* **ASSIGNED TASK**: Search the material for the word "drops" and report each line where it turns up.

* **MATERIAL TO PROCESS**:
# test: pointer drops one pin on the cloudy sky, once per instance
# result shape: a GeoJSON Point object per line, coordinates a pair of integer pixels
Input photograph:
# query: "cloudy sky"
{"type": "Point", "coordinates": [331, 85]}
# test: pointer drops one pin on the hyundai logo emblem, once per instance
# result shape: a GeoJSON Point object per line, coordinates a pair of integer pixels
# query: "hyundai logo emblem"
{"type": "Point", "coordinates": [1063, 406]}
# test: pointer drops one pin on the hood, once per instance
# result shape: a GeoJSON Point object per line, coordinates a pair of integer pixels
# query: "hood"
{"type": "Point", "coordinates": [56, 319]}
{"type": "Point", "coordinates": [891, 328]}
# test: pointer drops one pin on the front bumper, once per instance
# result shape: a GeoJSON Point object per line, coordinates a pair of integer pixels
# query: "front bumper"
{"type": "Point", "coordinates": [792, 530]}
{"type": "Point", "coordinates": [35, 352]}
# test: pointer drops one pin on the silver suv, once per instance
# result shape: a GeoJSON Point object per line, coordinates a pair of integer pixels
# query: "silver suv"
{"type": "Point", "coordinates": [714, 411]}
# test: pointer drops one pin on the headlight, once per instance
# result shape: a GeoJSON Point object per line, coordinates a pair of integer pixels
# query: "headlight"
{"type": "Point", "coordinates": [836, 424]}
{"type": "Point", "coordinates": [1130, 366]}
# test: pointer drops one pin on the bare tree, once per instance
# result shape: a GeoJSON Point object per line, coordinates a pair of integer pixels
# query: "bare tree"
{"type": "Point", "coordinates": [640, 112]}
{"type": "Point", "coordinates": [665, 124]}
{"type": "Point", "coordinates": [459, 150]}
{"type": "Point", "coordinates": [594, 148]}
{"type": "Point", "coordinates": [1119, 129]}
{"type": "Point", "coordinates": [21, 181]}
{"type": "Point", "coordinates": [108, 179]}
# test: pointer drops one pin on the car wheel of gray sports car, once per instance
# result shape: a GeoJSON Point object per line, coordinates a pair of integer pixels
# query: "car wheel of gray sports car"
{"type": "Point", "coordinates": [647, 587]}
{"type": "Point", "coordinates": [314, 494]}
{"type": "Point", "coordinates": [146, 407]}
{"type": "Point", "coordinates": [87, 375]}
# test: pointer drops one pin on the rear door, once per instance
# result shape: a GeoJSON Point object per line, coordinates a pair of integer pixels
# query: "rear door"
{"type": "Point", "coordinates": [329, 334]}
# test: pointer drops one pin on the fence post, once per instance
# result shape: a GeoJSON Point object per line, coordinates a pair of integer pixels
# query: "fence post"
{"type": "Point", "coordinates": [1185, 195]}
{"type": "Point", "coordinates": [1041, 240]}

* **SOLUTION**:
# test: pointer drops one pin on the cloudy sky, once per instance
# test: pointer drops one pin on the hyundai logo emblem, once per instance
# test: pointer drops one pin on the hood, once per instance
# test: pointer drops one pin on the front bumper, once per instance
# test: pointer drops one pin on the silver suv, once per instance
# test: pointer drops one pin on the headlight, once per instance
# test: pointer drops one pin on the bare tree, once per instance
# test: pointer drops one pin on the car wheel of gray sports car, once per instance
# test: pointer drops one pin on the rear door, once per instance
# test: pointer drops one pin on the fence post, once per instance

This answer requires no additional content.